# [TASK DIRECTIONS]
All of the entries below must be copied out exactly.

# [PROVIDED MATERIAL]
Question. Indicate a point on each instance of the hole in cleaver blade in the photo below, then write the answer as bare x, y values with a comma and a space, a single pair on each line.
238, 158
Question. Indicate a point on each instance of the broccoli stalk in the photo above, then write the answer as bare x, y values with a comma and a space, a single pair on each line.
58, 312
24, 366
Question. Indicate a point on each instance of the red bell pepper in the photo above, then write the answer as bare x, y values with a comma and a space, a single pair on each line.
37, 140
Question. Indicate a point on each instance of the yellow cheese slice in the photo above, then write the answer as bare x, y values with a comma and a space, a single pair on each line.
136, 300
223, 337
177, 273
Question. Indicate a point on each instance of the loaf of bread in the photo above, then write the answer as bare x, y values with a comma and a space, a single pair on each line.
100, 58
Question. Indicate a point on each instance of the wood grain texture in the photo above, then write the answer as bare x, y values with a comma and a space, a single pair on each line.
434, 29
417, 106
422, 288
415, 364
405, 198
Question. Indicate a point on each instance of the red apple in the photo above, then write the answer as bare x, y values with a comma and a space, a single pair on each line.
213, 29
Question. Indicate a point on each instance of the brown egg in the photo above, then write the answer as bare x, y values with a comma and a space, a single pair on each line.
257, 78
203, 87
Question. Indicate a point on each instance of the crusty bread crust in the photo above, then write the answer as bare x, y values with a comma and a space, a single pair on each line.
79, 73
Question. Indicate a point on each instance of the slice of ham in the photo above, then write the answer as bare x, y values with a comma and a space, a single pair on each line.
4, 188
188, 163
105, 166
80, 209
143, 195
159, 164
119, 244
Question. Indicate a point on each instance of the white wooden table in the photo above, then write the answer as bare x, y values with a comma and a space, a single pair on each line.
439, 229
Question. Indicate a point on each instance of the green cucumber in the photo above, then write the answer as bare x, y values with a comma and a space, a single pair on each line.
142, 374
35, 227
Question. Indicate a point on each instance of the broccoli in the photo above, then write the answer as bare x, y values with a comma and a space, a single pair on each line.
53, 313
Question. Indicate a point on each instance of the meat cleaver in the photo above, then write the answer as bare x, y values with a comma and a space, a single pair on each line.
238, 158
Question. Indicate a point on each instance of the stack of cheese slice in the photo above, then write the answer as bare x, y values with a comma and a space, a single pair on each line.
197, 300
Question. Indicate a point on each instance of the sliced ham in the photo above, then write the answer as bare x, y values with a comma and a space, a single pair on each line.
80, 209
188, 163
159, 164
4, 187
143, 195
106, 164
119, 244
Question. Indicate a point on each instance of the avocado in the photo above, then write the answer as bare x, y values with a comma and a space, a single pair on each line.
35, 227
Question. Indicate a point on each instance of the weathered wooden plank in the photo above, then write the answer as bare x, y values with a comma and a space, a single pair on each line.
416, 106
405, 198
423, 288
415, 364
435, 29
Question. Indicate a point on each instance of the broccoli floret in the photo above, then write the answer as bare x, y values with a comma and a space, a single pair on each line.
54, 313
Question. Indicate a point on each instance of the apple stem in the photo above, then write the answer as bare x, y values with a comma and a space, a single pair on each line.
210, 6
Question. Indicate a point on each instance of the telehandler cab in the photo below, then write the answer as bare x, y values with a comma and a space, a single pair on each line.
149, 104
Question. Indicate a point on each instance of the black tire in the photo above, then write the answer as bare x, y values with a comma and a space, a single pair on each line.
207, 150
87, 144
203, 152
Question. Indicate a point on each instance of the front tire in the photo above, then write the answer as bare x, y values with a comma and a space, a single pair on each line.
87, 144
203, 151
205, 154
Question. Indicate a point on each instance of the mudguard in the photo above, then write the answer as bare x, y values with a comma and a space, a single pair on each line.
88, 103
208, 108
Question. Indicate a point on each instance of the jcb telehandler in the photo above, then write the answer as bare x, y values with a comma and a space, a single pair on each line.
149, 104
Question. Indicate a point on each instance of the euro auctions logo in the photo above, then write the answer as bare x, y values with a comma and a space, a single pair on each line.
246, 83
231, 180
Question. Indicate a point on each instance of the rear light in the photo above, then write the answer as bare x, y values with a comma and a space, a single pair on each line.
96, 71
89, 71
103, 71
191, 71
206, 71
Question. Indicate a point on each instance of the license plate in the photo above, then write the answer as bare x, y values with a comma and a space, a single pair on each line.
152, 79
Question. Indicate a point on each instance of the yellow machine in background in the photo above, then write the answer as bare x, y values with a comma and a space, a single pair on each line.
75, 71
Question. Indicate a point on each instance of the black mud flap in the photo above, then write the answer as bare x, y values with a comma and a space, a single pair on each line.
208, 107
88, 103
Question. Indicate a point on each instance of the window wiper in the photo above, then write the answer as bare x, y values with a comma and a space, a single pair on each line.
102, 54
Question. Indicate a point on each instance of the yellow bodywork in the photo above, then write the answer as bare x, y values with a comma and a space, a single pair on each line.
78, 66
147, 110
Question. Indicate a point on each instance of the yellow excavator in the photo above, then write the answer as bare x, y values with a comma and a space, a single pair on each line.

# [ANSWER SPACE]
Question. Indicate a point on each instance of the hole in cleaver blade in the photo below, then write the answer as bare x, y values with a comma and a space, a single pair on each line.
238, 158
Question. Indicate a point on each instance of the broccoli stalk in the photo above, then write the answer as bare x, y values with a comma and a space, a single pair on each line.
58, 312
24, 366
Question. Indicate a point on each instance of the red bell pepper in the photo above, then write the answer as bare x, y values with a comma and a space, a single pair on each line.
37, 140
Question. Indicate a point on each instance of the yellow cheese slice in the photo above, then write the answer as bare x, y values with a comma and a space, a single pair on each line.
136, 300
223, 337
177, 273
Question. Indicate a point on each instance of the loaf of bread in the photo above, then write the answer as bare x, y values with a comma and a space, a single pair on each line.
100, 58
Question. Indicate a point on each instance of the wood grain texture in the photo above, then write the answer as bare x, y values with a comma and a space, a single pair on each line.
434, 29
417, 106
422, 288
415, 364
405, 198
Question. Indicate a point on each instance of the red apple in the photo above, then write the answer as bare x, y values with a comma and a space, a single pair on each line.
213, 29
Question. Indicate a point on each instance of the brown egg in the photo above, then write the answer as bare x, y values with a comma and a space, a single pair on each line.
257, 78
203, 87
Question. Indicate a point on each instance of the crusty bread crust in the photo above, then write the answer as bare x, y values with a comma and a space, a single pair on each line.
79, 73
Question. Indicate a point on each instance of the slice of ham in the photo above, then write the answer as bare x, y values with a comma and a space, a single pair on each line.
4, 188
188, 163
105, 166
80, 209
143, 195
159, 164
119, 244
Question. Indicate a point on each instance of the white wooden table in the photo above, then write the answer as bare x, y values with a comma and a space, a single pair on each line.
439, 229
Question. Indicate a point on each instance of the green cucumber in the photo above, then write the answer as bare x, y values with a comma and a space, a single pair on each line.
142, 374
35, 227
Question. Indicate a point on each instance of the broccoli in the photo above, then write the answer as bare x, y values with a comma and a space, a single pair on each line.
53, 313
Question. Indicate a point on each instance of the meat cleaver in the photo above, then write the answer as bare x, y values with a comma and a space, a single pair on each line.
238, 158
Question. Indicate a point on each instance of the stack of cheese slice in the photo above, then write the answer as bare x, y values with a comma and a space, a single pair on each line.
197, 300
Question. Indicate a point on each instance of the sliced ham in the photo above, then write the answer as bare x, y values with a comma and a space, a single pair on each line.
80, 209
188, 163
159, 164
4, 187
143, 195
106, 164
119, 244
Question. Indicate a point on each instance of the avocado in the photo above, then write the answer as bare x, y values with a comma and a space, a single pair on each line.
35, 227
Question. Indicate a point on each instance of the weathered wooden plank in the photo above, then write the answer as bare x, y values with a comma and a space, a single pair on each line.
416, 106
405, 198
423, 288
415, 364
435, 29
Question. Indicate a point on each instance of the broccoli floret in the photo above, then write the answer as bare x, y values with a comma and a space, a single pair on each line.
54, 313
Question. Indicate a point on each instance of the apple stem in the photo above, then write the answer as bare x, y values with a comma and a space, a single pair on each line.
210, 6
Question. Indicate a point on each instance of the telehandler cab in the photo below, then write the answer as bare x, y values with a comma and a space, a single pair on each line.
149, 104
Question. Indicate a point on each instance of the black tire in the photo above, then write the answer as bare x, y values with a comma and a space, a single pair on each line.
207, 150
87, 144
203, 152
Question. Indicate a point on each instance of the front tire in the photo above, then write the answer as bare x, y values with a comma and a space, a single pair on each line.
87, 144
203, 151
205, 154
Question. Indicate a point on each instance of the mudguard in the photo above, then write the answer as bare x, y values with a comma and a space, a single pair on each line.
88, 103
208, 108
Question. Indicate a point on each instance of the jcb telehandler in the photo above, then write the answer as bare x, y values with a comma and a space, a single pair on each line.
149, 104
Question. Indicate a point on each instance of the euro auctions logo in the photo above, then write the answer as bare x, y values with a comma and a space, a single pair on each line.
246, 83
231, 180
Question. Indicate a point on each instance of the rear light in the photo above, then write the answer as bare x, y values with a comma and a space, a single pair on each line.
96, 71
89, 71
103, 71
191, 71
206, 71
Question. Indicate a point on each instance of the license plate in the photo above, then write the answer as bare x, y values with a comma and a space, a single pair on each line.
152, 79
Question. Indicate a point on each instance of the yellow machine in background in the photo above, then write the answer as bare x, y values with a comma and a space, a single pair on each line.
75, 71
Question. Indicate a point on each instance of the black mud flap in the photo above, then write the answer as bare x, y values with a comma and a space, a single pair on each line.
208, 107
88, 103
Question. Indicate a point on each instance of the window wiper in the photo above, then write the answer as bare x, y values with a comma and a space, a single pair on each line.
102, 54
Question. Indicate a point on each instance of the yellow bodywork in the photo above, then write the answer as bare x, y values with a comma and a space, a single pair on each line.
78, 66
147, 110
Question. Indicate a point on each instance of the yellow excavator in the photo above, then write the answer as bare x, y values with a comma and a space, a single pair on each line.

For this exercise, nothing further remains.